» **Exercise details**
Render every line of the material below as a JSON list of strings, with one string for each line and no entries for blank lines.

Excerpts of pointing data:
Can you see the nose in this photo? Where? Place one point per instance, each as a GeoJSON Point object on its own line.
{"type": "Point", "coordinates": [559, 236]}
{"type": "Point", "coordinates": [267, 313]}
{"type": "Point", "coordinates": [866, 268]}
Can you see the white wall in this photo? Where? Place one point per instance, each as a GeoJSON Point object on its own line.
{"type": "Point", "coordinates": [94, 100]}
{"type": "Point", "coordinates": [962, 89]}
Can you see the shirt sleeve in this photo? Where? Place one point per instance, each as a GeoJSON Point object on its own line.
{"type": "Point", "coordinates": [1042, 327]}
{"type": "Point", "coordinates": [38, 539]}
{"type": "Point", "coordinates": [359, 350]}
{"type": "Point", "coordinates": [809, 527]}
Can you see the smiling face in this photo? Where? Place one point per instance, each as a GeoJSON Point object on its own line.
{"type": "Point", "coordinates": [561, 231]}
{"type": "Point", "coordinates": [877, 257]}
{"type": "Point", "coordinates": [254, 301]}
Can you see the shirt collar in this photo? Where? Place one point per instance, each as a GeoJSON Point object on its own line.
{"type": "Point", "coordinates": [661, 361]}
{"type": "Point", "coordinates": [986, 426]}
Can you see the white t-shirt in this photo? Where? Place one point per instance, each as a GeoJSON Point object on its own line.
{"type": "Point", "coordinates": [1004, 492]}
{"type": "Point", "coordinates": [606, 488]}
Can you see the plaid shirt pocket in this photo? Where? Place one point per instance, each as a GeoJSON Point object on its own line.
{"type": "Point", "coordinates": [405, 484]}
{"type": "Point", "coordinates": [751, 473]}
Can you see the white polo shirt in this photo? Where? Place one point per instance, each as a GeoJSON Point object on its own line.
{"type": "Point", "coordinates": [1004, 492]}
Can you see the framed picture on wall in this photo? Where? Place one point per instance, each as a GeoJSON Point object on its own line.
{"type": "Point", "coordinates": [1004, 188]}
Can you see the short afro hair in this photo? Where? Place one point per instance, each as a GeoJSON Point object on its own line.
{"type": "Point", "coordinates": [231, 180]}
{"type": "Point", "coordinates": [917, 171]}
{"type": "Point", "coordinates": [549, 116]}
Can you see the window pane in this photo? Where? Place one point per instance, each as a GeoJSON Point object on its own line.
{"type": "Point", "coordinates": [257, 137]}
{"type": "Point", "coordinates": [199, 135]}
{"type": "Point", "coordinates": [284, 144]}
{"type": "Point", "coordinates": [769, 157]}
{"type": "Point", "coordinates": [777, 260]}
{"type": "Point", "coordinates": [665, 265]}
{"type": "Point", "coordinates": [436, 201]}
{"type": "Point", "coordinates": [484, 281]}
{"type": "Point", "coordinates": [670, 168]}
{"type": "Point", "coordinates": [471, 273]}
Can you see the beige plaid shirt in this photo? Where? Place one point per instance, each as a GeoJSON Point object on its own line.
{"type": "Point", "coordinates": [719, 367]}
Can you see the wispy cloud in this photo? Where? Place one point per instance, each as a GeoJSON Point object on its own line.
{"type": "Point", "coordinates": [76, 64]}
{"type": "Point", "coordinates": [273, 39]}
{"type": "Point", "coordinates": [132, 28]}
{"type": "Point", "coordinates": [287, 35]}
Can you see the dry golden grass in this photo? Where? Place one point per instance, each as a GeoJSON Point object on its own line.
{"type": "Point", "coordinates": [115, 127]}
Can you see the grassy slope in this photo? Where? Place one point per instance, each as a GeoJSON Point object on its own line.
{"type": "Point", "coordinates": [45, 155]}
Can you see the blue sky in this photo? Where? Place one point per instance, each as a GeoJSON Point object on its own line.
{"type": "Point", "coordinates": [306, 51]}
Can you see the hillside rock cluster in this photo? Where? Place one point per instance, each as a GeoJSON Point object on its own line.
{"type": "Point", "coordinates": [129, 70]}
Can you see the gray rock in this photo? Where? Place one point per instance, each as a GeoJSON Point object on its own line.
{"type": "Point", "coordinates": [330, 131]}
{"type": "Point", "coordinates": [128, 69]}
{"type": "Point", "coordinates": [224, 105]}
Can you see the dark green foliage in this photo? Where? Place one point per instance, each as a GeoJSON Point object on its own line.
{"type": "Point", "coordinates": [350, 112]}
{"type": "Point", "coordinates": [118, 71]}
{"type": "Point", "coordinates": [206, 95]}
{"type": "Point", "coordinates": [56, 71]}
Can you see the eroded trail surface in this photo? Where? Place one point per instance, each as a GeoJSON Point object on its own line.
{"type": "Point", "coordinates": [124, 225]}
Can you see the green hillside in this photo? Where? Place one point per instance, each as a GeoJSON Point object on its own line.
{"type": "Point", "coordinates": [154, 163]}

» **Answer to the exercise**
[
  "Can you see the nose in this photo? Where? Place one point per instance, each as a GeoJSON Point object on its own line.",
  "{\"type\": \"Point\", \"coordinates\": [559, 236]}",
  "{\"type\": \"Point\", \"coordinates\": [267, 313]}",
  "{\"type\": \"Point\", \"coordinates\": [866, 268]}",
  "Can you see the white wall in this photo? Where? Place one point per instance, each as a GeoJSON Point object on its own line.",
  "{\"type\": \"Point\", \"coordinates\": [94, 100]}",
  "{\"type\": \"Point\", \"coordinates\": [962, 89]}",
  "Can you see the shirt sleeve in this photo? Where? Place one point per instance, each as a GeoJSON Point object on its own line.",
  "{\"type\": \"Point\", \"coordinates\": [1042, 327]}",
  "{\"type\": \"Point\", \"coordinates\": [38, 539]}",
  "{\"type\": \"Point\", \"coordinates\": [359, 350]}",
  "{\"type\": \"Point\", \"coordinates\": [809, 527]}",
  "Can you see the smiling face in this photo? Where? Place one point per instance, each as a GeoJSON Point object on its own line.",
  "{\"type\": \"Point\", \"coordinates\": [561, 231]}",
  "{\"type\": \"Point\", \"coordinates\": [877, 257]}",
  "{\"type\": \"Point\", \"coordinates\": [254, 301]}",
  "Can you see the shirt collar in this photo? Where? Place one point per instance, each as a GeoJSON Point object on its own line.",
  "{\"type\": \"Point\", \"coordinates\": [661, 361]}",
  "{\"type\": \"Point\", \"coordinates\": [986, 426]}",
  "Can you see the white t-shirt in this photo? Where? Place one point per instance, each as a GeoJSON Point object on its own line.",
  "{\"type\": \"Point\", \"coordinates\": [1004, 492]}",
  "{\"type\": \"Point\", \"coordinates\": [606, 488]}",
  "Can you see the plaid shirt pocket in this photo? Where? Place one point per instance, each as a GeoJSON Point object on its own line.",
  "{\"type\": \"Point\", \"coordinates\": [405, 484]}",
  "{\"type\": \"Point\", \"coordinates\": [751, 473]}",
  "Can you see the white polo shirt in this photo? Where? Place one point per instance, each as a GeoJSON Point object on its own line.",
  "{\"type\": \"Point\", \"coordinates\": [1004, 492]}",
  "Can you see the framed picture on wall in this photo? Where? Place one point per instance, each as a GeoJSON Point object on its own line.",
  "{\"type\": \"Point\", \"coordinates\": [1004, 188]}",
  "Can you see the short afro hair in this photo? Where? Place one point per instance, each as a GeoJSON Point object on its own line.",
  "{\"type\": \"Point\", \"coordinates\": [231, 180]}",
  "{\"type\": \"Point\", \"coordinates\": [917, 171]}",
  "{\"type\": \"Point\", \"coordinates\": [549, 116]}",
  "Can you see the window pane in this photo? Where? Place one point per instance, each as a GeoJSON Point object on its own line.",
  "{\"type\": \"Point\", \"coordinates\": [257, 137]}",
  "{\"type\": \"Point\", \"coordinates\": [199, 135]}",
  "{\"type\": \"Point\", \"coordinates\": [284, 144]}",
  "{\"type\": \"Point\", \"coordinates\": [769, 157]}",
  "{\"type\": \"Point\", \"coordinates\": [777, 260]}",
  "{\"type\": \"Point\", \"coordinates\": [665, 265]}",
  "{\"type\": \"Point\", \"coordinates\": [436, 201]}",
  "{\"type\": \"Point\", \"coordinates\": [484, 281]}",
  "{\"type\": \"Point\", \"coordinates\": [670, 168]}",
  "{\"type\": \"Point\", \"coordinates\": [471, 273]}",
  "Can you see the beige plaid shirt in this photo? Where? Place one point per instance, each as a GeoJSON Point object on its own line.",
  "{\"type\": \"Point\", \"coordinates\": [719, 367]}",
  "Can you see the wispy cloud in this photo? Where? Place one point per instance, each as a GeoJSON Point object on its own line.",
  "{\"type\": \"Point\", \"coordinates\": [76, 64]}",
  "{\"type\": \"Point\", \"coordinates\": [273, 39]}",
  "{\"type\": \"Point\", \"coordinates\": [132, 28]}",
  "{\"type\": \"Point\", \"coordinates\": [287, 35]}",
  "Can you see the dry golden grass in this photo? Where? Place one point per instance, each as a GeoJSON Point object on its own line.",
  "{\"type\": \"Point\", \"coordinates\": [115, 127]}",
  "Can you see the grassy slope in this photo? Where? Place one point per instance, each as a GeoJSON Point object on its own line.",
  "{\"type\": \"Point\", \"coordinates\": [45, 155]}",
  "Can you see the blue sky in this photo? Where? Place one point per instance, each as a GeoJSON Point object on its own line.",
  "{\"type\": \"Point\", \"coordinates\": [306, 51]}",
  "Can you see the hillside rock cluster in this photo? Where? Place one point per instance, each as a GeoJSON Point object on its own line.",
  "{\"type\": \"Point\", \"coordinates\": [129, 70]}",
  "Can you see the gray rock in this photo? Where? Place one point per instance, each as a GeoJSON Point object on its own line.",
  "{\"type\": \"Point\", \"coordinates\": [330, 131]}",
  "{\"type\": \"Point\", \"coordinates\": [128, 69]}",
  "{\"type\": \"Point\", \"coordinates\": [224, 105]}",
  "Can you see the dark green foliage in this photo? Where? Place one point per instance, each as a GeoJSON Point object on its own line.",
  "{\"type\": \"Point\", \"coordinates\": [350, 112]}",
  "{\"type\": \"Point\", \"coordinates\": [118, 71]}",
  "{\"type\": \"Point\", \"coordinates\": [206, 95]}",
  "{\"type\": \"Point\", \"coordinates\": [56, 71]}",
  "Can you see the eroded trail surface in this photo? Where? Place one point per instance, each as a GeoJSON Point object on its own line.",
  "{\"type\": \"Point\", \"coordinates\": [124, 225]}",
  "Can you see the green hillside in this photo? Where? Place one point per instance, each as a GeoJSON Point object on its own line.",
  "{\"type\": \"Point\", \"coordinates\": [154, 163]}"
]